**WRITTEN TASK:** Are you able to quote each entry exactly as written?

*****

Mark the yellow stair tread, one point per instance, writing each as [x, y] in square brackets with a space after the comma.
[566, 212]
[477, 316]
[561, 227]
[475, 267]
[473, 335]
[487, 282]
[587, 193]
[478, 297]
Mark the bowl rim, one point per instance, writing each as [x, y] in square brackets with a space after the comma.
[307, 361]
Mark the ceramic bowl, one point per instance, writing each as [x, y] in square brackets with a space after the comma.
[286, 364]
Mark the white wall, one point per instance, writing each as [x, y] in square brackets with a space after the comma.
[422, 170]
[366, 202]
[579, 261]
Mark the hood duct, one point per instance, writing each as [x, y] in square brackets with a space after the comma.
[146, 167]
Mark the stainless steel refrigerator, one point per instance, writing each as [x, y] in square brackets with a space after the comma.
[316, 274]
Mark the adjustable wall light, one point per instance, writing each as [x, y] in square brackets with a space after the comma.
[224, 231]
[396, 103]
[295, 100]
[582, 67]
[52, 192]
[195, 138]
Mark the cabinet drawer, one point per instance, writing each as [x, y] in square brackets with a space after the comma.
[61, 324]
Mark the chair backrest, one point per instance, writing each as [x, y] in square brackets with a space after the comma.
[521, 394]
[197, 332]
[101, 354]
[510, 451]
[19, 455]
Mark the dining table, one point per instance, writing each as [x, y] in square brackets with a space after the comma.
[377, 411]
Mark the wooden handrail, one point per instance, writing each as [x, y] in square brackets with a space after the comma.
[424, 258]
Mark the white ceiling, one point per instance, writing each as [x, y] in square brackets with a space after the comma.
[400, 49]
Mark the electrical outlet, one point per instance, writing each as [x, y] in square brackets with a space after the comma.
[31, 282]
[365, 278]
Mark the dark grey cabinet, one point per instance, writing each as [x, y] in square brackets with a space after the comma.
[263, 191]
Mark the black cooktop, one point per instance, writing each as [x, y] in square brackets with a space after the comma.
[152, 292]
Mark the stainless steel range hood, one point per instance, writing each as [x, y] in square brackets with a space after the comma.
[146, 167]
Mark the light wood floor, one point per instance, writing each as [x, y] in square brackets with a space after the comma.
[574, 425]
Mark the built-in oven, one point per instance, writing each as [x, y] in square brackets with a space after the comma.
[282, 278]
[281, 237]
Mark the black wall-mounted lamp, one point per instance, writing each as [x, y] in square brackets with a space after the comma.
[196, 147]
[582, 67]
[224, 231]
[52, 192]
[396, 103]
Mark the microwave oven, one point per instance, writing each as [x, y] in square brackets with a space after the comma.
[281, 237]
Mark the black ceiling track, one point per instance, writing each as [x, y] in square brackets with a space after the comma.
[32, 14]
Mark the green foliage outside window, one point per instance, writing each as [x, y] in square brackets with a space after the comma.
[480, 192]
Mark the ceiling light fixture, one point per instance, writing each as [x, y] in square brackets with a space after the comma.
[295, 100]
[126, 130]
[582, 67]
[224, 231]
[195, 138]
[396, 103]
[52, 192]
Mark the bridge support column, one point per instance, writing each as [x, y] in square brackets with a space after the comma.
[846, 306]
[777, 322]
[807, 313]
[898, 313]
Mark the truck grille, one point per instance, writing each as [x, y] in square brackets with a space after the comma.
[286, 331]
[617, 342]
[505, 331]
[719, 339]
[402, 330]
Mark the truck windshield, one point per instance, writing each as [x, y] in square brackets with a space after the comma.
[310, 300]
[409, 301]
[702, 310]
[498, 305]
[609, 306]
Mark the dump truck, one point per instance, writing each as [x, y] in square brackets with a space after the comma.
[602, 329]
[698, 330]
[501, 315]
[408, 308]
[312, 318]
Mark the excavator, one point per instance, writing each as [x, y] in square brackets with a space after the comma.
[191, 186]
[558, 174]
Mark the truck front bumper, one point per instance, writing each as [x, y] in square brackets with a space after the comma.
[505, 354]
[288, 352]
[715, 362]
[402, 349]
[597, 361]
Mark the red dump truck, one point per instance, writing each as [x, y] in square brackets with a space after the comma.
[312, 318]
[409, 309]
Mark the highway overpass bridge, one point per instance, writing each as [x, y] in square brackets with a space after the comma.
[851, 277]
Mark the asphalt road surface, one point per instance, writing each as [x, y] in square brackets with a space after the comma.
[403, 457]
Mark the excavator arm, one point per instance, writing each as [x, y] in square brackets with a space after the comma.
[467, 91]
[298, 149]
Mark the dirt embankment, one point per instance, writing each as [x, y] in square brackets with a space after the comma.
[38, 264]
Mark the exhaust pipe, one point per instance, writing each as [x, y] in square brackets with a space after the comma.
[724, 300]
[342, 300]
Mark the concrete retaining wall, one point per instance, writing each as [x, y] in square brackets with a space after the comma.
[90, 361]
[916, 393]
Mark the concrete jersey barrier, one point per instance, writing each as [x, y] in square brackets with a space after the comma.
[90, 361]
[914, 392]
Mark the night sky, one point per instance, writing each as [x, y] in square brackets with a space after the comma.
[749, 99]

*****

**FULL ANSWER:**
Mark the yellow stair tread, one point per instance, writing each as [x, y] in square brackets with a space after the comma.
[566, 212]
[477, 316]
[561, 227]
[475, 267]
[473, 335]
[487, 282]
[587, 193]
[478, 297]
Mark the bowl rim, one point per instance, writing each as [x, y] in square brackets with a space after the comma.
[307, 361]
Mark the ceramic bowl, one point per instance, writing each as [x, y] in square brackets with a space after the comma.
[286, 364]
Mark the white wall, one point per instance, writing each as [x, y] in square brackets with a space after the comma.
[422, 170]
[366, 202]
[579, 261]
Mark the hood duct, one point per instance, writing each as [x, y] in square brackets with a space after the comma.
[146, 167]
Mark the stainless steel refrigerator, one point per instance, writing each as [x, y] in square brackets with a space after the comma.
[316, 274]
Mark the adjustable wall light, one point per instance, writing each as [x, y] in square brackets with a space after the comma.
[224, 231]
[396, 103]
[295, 100]
[582, 67]
[52, 192]
[195, 138]
Mark the cabinet drawer, one point per instance, writing each as [x, y] in square brackets with a space after the comma.
[61, 324]
Mark the chair backrest, one point per instance, writing each as [x, y] in square brackets with a space after the comma.
[521, 394]
[197, 332]
[101, 354]
[510, 451]
[19, 455]
Mark the dining table, one point per instance, writing each as [x, y] in square brackets with a space after the comma.
[377, 411]
Mark the wooden handrail, one point per instance, writing each as [x, y] in square brackets with a space after the comma.
[424, 258]
Mark the white ceiling, one point per instance, writing each as [x, y] in square brackets with a space after the comma.
[400, 49]
Mark the electrical outlet, one point per instance, writing each as [x, y] in square brackets with a space after the comma.
[31, 282]
[365, 278]
Mark the dark grey cabinet, one point per instance, writing each as [x, y] in square brackets with a space after the comma.
[263, 191]
Mark the black cooktop, one point per instance, writing each as [x, y] in square brackets with a space after the comma.
[152, 292]
Mark the stainless steel range hood, one point per instance, writing each as [x, y] in square brackets with a space after the comma.
[146, 167]
Mark the light wood floor, one point per instance, writing each as [x, y] in square brackets with a space after the comma.
[574, 425]
Mark the built-in oven, one point per instance, writing each as [x, y] in square brackets with a space after the comma.
[282, 278]
[281, 237]
Mark the black wall-mounted lamp, one point per instance, writing each as [x, y] in square brackets with a space after the comma.
[196, 147]
[582, 67]
[224, 231]
[52, 192]
[396, 103]
Mark the microwave oven, one point per instance, writing each as [x, y] in square brackets with a space after the comma.
[281, 237]
Mark the black ceiling track, one point per instance, writing each as [x, y] in square brackets with a space after the comma.
[32, 14]
Mark the green foliage outside window, one point per instance, writing each as [x, y] in square brackets with a space after the comma.
[480, 192]
Mark the ceiling light fixture, one point per instance, writing each as [x, y] in square brackets with a space after the comma.
[295, 100]
[126, 130]
[582, 67]
[224, 231]
[195, 138]
[396, 103]
[52, 192]
Mark the bridge support column, one point per instance, writing each as [x, y] in square brackets with a space after the comma.
[846, 306]
[777, 322]
[807, 313]
[898, 313]
Mark the truck grille, one point per instance, writing each as [x, y] in square brackets with a space after the comma.
[286, 331]
[617, 342]
[505, 331]
[719, 339]
[402, 330]
Mark the truck windshield, one point per instance, writing each as [x, y] in square brackets with a space after the comma.
[310, 300]
[409, 301]
[702, 310]
[498, 305]
[609, 306]
Mark the dump truck, one point per instance, writing each as [x, y] in square brackets with a space after the comma.
[602, 329]
[698, 330]
[501, 315]
[408, 308]
[312, 318]
Mark the excavator, one point per instance, writing each as [x, y] in square brackets with a space after the comma.
[191, 186]
[558, 174]
Mark the truck front bumper, one point per instance, writing each as [x, y] in square brackets with a space after the comma.
[505, 354]
[288, 352]
[715, 362]
[402, 349]
[597, 361]
Mark the red dump truck, one point per instance, writing each as [x, y] in square brackets with a space after the comma.
[312, 318]
[409, 309]
Mark the highway overpass bridge, one point per instance, writing each as [x, y] in square brackets with a space after the comma.
[851, 277]
Mark the asphalt road surface, one point per instance, writing each as [x, y] in square brackets with a space after the comma.
[403, 457]
Mark the excavator arm, one point per instance, writing each as [x, y] in square brackets with a space after the comma.
[467, 91]
[298, 149]
Mark the dirt embankment, one point per instance, writing each as [x, y] in square brackets with a space after the comma.
[38, 264]
Mark the exhaust pipe, one point per instance, writing each as [x, y] in square brackets with a space after the comma.
[724, 300]
[342, 300]
Mark the concrete retaining wall, one point per instance, writing each as [x, y] in square brackets with a space after the comma.
[90, 361]
[916, 393]
Mark the concrete jersey barrier, one point per instance, writing each as [x, y] in square brackets with a space after the comma.
[90, 361]
[914, 392]
Mark the night sky, one point per instance, writing each as [x, y] in square brackets with a space after the comma.
[749, 99]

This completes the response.